> TASK OBJECTIVE: Produce an exact copy of the lines from the line containing "Report one point per instance of the green" through the last line of the listing below, both ends included, and nothing else.

> DATA FOR ANALYSIS:
::::::::::
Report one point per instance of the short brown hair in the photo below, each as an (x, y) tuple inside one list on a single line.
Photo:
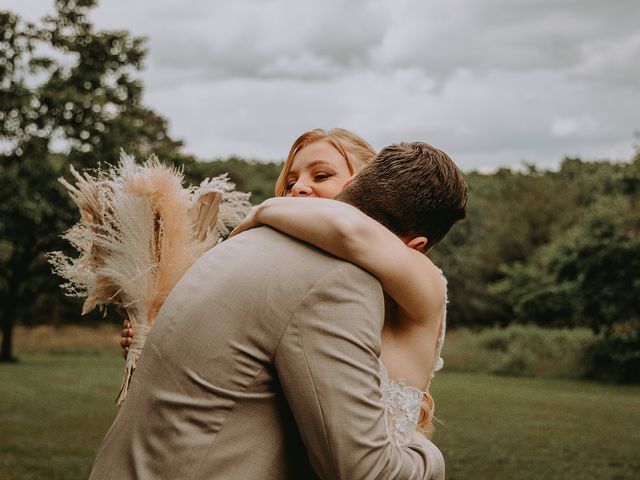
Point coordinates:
[(355, 151), (413, 189)]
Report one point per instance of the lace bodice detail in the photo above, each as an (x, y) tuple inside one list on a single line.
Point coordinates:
[(402, 402), (402, 406)]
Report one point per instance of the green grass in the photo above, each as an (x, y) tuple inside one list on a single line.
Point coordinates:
::::::::::
> OUTPUT OF THE TASK:
Report one point per instance of the green grass in the photo above, each as an (x, y) tuple inside one list on a single line.
Point coordinates:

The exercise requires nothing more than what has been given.